Begin

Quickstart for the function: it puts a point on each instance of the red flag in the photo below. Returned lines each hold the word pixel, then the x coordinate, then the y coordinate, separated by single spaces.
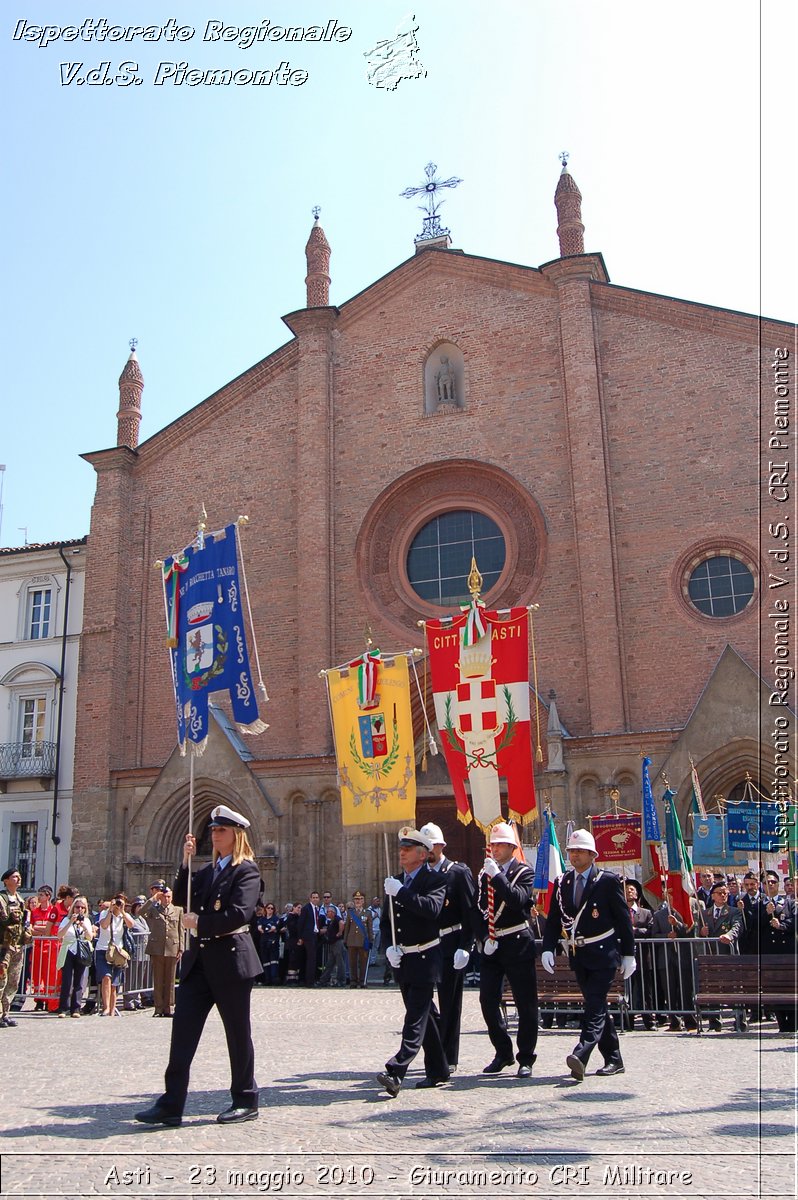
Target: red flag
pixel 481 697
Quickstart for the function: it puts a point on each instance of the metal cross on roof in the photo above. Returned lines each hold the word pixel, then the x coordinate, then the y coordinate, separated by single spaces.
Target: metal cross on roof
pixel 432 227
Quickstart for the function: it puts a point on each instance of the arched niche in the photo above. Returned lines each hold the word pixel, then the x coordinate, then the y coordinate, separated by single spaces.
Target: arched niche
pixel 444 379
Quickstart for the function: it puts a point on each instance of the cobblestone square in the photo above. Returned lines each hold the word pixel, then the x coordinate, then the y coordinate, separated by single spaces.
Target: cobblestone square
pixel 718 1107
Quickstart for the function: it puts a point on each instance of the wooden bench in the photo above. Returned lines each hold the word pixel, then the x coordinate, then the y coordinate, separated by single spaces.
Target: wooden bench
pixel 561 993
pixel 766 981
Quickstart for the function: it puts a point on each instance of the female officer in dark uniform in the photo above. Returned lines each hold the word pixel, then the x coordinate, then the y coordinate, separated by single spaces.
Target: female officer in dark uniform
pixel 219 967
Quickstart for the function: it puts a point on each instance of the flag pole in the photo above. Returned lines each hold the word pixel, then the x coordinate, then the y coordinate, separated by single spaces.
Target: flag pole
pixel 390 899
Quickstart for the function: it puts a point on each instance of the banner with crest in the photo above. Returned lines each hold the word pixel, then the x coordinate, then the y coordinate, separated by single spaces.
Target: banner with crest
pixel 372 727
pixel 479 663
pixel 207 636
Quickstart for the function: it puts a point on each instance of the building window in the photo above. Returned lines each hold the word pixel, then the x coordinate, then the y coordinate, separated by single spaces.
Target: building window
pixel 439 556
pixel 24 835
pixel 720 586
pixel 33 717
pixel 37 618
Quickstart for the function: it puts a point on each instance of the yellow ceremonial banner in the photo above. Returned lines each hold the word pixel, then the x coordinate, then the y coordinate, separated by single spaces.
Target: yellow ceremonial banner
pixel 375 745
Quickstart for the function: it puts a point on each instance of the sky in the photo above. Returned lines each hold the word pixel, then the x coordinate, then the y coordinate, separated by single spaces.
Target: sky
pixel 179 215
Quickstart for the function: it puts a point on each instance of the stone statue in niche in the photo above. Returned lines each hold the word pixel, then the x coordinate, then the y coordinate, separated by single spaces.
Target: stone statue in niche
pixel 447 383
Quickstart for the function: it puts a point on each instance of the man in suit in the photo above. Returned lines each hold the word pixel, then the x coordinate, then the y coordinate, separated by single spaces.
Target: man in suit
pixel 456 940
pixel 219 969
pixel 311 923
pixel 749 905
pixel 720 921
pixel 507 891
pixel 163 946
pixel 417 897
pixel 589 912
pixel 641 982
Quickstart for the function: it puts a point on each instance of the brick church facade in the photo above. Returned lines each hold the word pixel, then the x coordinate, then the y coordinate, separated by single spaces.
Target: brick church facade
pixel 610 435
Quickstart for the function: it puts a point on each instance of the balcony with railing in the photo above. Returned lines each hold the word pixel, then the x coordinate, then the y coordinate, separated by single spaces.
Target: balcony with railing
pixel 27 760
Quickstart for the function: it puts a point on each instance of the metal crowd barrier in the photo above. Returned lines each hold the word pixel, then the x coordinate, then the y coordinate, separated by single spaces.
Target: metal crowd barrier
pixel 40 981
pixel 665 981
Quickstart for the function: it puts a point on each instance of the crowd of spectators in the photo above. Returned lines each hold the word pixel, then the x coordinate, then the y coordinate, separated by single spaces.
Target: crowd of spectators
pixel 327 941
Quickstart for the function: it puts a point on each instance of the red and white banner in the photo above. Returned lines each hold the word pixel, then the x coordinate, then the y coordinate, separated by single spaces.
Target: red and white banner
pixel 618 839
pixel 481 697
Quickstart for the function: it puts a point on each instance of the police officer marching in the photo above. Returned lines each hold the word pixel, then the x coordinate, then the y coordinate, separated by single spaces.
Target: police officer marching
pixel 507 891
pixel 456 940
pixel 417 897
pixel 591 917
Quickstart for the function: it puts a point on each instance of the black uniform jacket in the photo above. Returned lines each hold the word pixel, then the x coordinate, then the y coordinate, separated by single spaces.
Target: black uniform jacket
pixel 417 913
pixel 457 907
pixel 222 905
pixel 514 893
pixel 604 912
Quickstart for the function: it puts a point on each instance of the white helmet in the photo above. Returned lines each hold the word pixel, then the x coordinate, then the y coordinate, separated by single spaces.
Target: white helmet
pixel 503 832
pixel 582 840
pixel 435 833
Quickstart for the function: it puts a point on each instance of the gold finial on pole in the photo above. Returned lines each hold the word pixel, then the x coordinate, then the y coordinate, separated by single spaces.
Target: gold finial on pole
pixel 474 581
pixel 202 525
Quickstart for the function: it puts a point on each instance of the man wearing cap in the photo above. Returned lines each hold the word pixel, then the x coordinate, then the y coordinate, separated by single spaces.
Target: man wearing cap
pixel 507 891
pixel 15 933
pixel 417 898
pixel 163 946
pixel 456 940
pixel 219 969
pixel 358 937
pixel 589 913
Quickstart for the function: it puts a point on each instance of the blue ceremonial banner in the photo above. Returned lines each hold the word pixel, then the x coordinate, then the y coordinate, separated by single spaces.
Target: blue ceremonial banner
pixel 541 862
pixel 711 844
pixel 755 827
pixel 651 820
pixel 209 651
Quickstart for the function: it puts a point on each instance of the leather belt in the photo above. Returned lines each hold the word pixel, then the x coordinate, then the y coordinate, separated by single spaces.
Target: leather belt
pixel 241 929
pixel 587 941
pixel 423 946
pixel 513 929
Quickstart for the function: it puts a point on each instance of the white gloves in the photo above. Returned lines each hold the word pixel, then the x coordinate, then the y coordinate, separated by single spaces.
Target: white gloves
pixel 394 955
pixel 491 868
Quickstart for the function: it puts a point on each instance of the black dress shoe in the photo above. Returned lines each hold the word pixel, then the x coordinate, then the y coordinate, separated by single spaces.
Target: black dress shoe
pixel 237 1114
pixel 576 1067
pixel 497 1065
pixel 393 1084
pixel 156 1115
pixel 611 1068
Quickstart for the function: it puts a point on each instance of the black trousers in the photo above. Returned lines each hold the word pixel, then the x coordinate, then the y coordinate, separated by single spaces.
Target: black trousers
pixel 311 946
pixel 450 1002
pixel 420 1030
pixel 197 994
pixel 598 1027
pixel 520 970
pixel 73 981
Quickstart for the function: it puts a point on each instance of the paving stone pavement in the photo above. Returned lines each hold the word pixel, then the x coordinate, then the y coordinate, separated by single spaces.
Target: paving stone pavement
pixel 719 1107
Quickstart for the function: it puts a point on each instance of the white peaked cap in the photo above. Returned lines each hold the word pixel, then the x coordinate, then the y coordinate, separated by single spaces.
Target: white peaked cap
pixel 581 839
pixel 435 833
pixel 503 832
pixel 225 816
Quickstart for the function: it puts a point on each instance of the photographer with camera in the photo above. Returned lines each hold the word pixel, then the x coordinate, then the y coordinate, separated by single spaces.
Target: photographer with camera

End

§ Work to complete: Starting at the beginning of the data and ending with the line that contains "pixel 207 636" (both ends included), arrange those lines as a JSON list of strings, one string per line, with blank lines omitted. Leave the pictures out of the answer.

§ Exercise solution:
[
  "Quickstart for the function: it puts a point on each instance of the red flag in the photo below. Returned lines each hold the word pixel, then the x coordinate, then the y coordinate, separated by single spaces.",
  "Target: red flag",
  "pixel 481 697",
  "Quickstart for the function: it puts a point on each instance of the metal cross on roof in the photo above. Returned lines each hold the word pixel, then the x coordinate, then the y coordinate, separated by single spaces.",
  "Target: metal cross on roof",
  "pixel 432 227",
  "Quickstart for the function: it puts a point on each instance of the arched niche in the photo above. Returned lines each hold the word pixel, then the x coordinate, then the y coordinate, separated by single spaces.",
  "Target: arched niche",
  "pixel 444 379",
  "Quickstart for the function: it puts a point on each instance of the cobblestone square in the photo above. Returned lines each hold the word pixel, then the x coordinate, then the y coordinate, separated by single spaces.",
  "Target: cobblestone square",
  "pixel 718 1107",
  "Quickstart for the function: it puts a point on each instance of the wooden bench in the photo above. Returned lines each hold the word pixel, then the x coordinate, then the y coordinate, separated by single spaces.",
  "Target: wooden bench",
  "pixel 561 993",
  "pixel 766 981",
  "Quickstart for the function: it puts a point on each instance of the female officer in dark uniform in the photo above. Returned lines each hold the word pixel, then the x coordinate, then the y coordinate, separated by single spaces.",
  "Target: female officer in dark uniform",
  "pixel 219 967",
  "Quickstart for the function: it puts a point on each instance of the flag pole in the photo above. Returned lines each hold the word pixel, then the x coordinate, then the y coordinate, separated by single spaces.",
  "Target: flag pole",
  "pixel 390 899",
  "Quickstart for the function: it puts a point on each instance of the banner with crest in the photo above. Returned lines each hold the word pixel, then the x coordinate, then the y coordinate, separated by single spaces.",
  "Target: banner with crest",
  "pixel 372 727",
  "pixel 479 663",
  "pixel 207 636"
]